Named object pointing entries
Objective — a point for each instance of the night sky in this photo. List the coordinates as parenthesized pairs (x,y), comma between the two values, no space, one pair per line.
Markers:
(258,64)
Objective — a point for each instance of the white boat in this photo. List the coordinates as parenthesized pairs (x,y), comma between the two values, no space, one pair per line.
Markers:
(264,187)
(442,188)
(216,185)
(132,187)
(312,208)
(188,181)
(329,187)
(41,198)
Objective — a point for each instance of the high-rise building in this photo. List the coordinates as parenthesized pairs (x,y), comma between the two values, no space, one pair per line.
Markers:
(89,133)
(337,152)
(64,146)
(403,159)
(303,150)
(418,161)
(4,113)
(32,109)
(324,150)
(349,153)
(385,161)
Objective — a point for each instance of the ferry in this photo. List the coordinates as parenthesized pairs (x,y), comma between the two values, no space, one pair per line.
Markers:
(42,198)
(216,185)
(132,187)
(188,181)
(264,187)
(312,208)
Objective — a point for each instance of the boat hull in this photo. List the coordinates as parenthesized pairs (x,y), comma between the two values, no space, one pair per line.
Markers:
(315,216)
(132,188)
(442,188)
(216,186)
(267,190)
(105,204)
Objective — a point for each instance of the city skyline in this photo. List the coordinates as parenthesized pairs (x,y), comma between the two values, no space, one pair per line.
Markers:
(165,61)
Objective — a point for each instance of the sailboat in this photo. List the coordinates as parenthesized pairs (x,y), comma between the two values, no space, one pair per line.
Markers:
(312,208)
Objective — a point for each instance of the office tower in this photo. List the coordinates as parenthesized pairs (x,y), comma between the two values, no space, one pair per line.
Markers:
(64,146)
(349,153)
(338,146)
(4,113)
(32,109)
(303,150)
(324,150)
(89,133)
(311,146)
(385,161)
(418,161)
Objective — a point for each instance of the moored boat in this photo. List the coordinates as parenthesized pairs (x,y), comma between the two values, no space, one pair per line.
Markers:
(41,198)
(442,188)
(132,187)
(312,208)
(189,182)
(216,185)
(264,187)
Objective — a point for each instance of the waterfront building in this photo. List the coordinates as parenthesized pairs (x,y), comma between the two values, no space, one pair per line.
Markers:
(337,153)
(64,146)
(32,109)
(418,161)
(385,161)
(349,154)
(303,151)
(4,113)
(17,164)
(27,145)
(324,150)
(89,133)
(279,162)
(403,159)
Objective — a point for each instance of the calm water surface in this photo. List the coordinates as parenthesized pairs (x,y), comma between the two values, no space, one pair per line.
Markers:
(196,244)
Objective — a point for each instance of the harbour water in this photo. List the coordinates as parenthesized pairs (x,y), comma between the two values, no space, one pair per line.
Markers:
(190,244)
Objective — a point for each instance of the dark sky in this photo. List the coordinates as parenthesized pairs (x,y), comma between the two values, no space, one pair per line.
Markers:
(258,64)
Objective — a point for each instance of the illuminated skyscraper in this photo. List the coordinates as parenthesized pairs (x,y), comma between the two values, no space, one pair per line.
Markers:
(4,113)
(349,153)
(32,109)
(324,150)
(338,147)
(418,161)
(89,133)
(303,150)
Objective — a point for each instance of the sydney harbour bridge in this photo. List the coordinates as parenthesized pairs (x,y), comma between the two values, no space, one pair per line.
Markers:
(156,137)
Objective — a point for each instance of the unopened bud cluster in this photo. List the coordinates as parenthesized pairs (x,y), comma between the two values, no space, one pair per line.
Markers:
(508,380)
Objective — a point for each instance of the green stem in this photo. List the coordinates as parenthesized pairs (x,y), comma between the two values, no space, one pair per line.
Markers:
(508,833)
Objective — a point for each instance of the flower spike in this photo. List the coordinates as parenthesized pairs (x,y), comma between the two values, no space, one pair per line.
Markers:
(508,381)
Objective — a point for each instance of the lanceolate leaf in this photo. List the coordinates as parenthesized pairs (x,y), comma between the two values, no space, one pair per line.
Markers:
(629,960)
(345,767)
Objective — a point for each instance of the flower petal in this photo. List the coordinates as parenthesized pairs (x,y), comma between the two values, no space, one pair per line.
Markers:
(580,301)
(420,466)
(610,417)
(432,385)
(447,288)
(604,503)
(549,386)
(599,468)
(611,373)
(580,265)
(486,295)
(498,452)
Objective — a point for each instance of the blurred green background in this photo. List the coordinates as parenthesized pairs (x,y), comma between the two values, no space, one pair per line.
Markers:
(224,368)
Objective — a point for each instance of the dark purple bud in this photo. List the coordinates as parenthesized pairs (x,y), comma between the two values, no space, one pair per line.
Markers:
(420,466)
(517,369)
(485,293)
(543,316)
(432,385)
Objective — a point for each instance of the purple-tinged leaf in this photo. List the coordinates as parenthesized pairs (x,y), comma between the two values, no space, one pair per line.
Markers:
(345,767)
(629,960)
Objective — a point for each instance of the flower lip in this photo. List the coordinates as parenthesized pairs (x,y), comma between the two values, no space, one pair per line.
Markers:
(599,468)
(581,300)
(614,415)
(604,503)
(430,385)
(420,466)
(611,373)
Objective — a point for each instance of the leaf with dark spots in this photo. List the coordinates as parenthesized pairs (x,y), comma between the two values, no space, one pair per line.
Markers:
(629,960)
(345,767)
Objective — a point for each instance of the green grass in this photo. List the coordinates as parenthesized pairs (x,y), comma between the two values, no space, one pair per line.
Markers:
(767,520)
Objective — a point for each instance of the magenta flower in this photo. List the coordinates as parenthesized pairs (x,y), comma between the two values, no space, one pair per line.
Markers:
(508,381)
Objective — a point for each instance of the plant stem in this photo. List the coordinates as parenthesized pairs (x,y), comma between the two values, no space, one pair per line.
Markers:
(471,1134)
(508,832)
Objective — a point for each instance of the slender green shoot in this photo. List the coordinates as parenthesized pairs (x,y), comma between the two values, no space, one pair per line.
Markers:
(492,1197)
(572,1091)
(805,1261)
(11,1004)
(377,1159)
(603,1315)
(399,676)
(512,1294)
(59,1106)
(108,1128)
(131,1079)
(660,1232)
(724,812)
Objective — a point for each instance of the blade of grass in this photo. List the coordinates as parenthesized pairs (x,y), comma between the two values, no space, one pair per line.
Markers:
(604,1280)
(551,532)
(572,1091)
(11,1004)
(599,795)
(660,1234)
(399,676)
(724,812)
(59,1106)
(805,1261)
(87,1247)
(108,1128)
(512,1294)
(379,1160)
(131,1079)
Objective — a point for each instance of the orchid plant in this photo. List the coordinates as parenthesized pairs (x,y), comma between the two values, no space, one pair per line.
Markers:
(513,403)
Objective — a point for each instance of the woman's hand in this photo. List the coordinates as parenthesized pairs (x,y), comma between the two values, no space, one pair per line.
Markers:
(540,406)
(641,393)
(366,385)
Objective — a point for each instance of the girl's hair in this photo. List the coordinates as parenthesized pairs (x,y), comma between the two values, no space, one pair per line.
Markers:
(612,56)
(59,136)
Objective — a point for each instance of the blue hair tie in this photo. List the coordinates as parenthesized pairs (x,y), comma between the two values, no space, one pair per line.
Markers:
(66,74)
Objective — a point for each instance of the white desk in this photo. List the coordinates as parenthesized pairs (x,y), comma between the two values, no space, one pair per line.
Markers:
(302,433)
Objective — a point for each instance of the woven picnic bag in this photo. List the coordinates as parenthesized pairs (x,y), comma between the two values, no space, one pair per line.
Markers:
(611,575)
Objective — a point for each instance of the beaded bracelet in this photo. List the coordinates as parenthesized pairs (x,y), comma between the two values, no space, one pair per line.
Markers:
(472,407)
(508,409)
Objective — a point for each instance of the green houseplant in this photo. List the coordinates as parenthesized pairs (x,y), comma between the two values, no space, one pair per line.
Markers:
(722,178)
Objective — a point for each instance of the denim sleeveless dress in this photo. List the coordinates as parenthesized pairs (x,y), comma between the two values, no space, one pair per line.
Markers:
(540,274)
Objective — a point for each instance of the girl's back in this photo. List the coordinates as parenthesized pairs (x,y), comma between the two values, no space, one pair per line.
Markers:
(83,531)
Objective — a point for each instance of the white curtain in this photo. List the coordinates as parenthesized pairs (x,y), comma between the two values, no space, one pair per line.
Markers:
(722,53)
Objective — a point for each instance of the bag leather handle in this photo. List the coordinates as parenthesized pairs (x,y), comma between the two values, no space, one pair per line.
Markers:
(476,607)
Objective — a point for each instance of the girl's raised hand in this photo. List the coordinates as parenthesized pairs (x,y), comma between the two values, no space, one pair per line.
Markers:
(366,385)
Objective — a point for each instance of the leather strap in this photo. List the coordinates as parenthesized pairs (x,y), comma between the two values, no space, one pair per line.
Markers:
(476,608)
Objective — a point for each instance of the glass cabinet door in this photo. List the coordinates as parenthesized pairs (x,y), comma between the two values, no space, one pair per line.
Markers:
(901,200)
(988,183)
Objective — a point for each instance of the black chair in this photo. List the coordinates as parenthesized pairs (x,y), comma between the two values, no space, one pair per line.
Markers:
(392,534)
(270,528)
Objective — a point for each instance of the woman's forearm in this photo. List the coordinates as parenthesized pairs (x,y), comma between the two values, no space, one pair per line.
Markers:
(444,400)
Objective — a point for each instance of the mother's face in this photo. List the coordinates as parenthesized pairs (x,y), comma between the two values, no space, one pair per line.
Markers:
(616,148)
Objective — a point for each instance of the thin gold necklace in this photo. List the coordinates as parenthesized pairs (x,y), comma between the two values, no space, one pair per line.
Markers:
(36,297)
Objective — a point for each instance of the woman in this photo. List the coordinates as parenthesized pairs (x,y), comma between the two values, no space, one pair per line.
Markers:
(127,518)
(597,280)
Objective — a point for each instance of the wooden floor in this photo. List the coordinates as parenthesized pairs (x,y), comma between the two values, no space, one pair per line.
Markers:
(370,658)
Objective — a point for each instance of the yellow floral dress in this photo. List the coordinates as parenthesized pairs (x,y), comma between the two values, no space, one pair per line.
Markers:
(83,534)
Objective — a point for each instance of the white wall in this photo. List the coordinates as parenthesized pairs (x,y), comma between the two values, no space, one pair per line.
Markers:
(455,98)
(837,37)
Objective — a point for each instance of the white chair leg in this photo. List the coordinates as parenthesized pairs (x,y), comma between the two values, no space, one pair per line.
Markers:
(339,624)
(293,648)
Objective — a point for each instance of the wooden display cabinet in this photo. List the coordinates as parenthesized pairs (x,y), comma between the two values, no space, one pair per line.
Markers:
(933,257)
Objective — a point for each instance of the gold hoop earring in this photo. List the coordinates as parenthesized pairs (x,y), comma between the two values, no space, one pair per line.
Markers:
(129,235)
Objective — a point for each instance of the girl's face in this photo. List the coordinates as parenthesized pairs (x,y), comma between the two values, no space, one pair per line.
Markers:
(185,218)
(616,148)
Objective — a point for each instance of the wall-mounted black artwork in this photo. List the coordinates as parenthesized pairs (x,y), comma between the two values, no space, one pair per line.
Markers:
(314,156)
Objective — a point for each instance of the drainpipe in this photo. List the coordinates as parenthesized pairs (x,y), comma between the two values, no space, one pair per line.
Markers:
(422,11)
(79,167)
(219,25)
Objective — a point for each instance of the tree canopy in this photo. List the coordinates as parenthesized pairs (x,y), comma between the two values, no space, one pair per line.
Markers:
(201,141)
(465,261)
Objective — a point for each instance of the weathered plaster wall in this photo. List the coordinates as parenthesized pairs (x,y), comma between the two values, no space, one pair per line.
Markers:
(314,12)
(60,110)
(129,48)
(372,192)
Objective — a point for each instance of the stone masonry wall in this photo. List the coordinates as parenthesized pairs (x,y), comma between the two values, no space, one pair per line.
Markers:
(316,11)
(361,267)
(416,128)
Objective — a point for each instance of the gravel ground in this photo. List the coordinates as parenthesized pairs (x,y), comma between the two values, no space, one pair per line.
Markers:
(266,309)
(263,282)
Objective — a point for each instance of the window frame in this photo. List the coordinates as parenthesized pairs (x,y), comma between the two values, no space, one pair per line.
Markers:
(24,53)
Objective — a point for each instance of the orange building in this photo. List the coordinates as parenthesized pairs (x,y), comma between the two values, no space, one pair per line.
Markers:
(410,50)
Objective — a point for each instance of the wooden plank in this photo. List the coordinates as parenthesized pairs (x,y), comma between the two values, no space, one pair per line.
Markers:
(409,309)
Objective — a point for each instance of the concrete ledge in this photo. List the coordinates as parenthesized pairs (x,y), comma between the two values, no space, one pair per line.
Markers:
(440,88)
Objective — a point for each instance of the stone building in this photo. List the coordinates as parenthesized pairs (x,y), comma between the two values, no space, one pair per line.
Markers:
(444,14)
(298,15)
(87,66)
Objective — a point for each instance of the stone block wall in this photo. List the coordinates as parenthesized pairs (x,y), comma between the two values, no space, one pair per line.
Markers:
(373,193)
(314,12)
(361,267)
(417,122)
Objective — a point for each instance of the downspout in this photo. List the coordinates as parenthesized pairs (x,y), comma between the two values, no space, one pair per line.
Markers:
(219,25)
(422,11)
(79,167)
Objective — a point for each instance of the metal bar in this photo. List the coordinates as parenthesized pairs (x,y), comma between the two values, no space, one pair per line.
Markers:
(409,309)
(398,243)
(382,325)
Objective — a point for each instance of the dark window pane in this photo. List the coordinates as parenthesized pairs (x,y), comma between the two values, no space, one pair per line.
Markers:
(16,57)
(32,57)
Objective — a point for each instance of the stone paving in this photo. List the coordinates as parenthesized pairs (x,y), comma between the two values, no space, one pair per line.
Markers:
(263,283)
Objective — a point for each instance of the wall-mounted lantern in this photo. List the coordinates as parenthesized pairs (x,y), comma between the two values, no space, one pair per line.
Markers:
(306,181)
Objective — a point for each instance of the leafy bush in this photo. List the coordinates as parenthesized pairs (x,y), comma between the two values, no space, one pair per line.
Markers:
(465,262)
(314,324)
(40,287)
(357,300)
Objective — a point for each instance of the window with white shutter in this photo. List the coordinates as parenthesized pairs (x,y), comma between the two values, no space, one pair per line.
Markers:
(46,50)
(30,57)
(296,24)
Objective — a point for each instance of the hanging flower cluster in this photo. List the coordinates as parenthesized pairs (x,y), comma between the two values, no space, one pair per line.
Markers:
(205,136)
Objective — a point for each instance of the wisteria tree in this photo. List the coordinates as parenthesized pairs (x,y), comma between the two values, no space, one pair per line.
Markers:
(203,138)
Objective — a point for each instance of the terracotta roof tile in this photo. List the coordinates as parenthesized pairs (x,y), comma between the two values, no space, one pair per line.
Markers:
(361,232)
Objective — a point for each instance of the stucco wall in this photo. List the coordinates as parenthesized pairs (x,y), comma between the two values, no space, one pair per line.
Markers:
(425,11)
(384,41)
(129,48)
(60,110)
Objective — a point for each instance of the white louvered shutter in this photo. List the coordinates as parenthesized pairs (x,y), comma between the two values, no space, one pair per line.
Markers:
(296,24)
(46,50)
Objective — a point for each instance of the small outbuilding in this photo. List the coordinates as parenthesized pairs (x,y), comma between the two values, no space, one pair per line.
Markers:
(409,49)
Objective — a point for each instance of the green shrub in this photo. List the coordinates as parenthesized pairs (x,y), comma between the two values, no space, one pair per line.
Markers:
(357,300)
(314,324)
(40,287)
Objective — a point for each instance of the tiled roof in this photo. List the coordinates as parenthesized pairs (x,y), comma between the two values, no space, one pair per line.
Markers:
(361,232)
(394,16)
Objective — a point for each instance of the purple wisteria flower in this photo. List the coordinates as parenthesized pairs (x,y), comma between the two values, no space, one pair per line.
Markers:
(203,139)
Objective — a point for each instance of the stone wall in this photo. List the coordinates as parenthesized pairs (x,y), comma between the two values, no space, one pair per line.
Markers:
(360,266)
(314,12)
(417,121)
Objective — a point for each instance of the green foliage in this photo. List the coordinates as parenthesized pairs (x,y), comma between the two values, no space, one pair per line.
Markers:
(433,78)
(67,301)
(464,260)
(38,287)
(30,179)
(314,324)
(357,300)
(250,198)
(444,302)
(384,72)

## EXERCISE INSTRUCTIONS
Extract the closing run of lines, starting with the one containing "Objective — a point for each instance of the stucco" and ending at the last, exactly as written.

## RESULT FOR THIS TASK
Objective — a point for each instance of the stucco wall in this photo. List the coordinates as parenthesized pairs (x,y), comma between the two values, no space, one pair per line.
Markers:
(425,11)
(384,41)
(129,48)
(60,110)
Objective — a point for each instance of the white louvered shutter in this photo. List the coordinates as parenthesized pairs (x,y), comma between the two values, no space, one pair per line.
Markers:
(296,24)
(46,50)
Objective — a point for each instance of the small outbuilding in this photo. List the coordinates as parenthesized pairs (x,y), comma between the two values, no space, one pair per line.
Markers:
(409,49)
Objective — a point for each instance of the green shrub in this photo. List the coordinates as parenthesized pairs (x,y), comma between the two values, no space, one pair per line.
Markers:
(357,300)
(314,324)
(40,287)
Objective — a point for each instance of the tiled roof in this photo. List the coordinates as parenthesized pairs (x,y), comma between the two values, no space, one pair per line.
Markers:
(361,232)
(394,16)
Objective — a point for each instance of the purple wisteria flower in this photo. List the coordinates as parenthesized pairs (x,y), comma between the two values, no space, one pair per line.
Markers:
(203,139)
Objective — a point for each instance of the stone wall in this photo. List the coordinates as parenthesized pairs (x,y), comma between the two values, no space, one pair per line.
Markers:
(360,266)
(314,12)
(417,121)
Objective — a point for each instance of the green foliage in this photo. List the coordinates as parenthesized pairs (x,y), comma between the two values, no space, one pair per line.
Markers:
(433,78)
(67,301)
(464,260)
(38,287)
(30,179)
(314,324)
(357,300)
(250,198)
(444,302)
(384,72)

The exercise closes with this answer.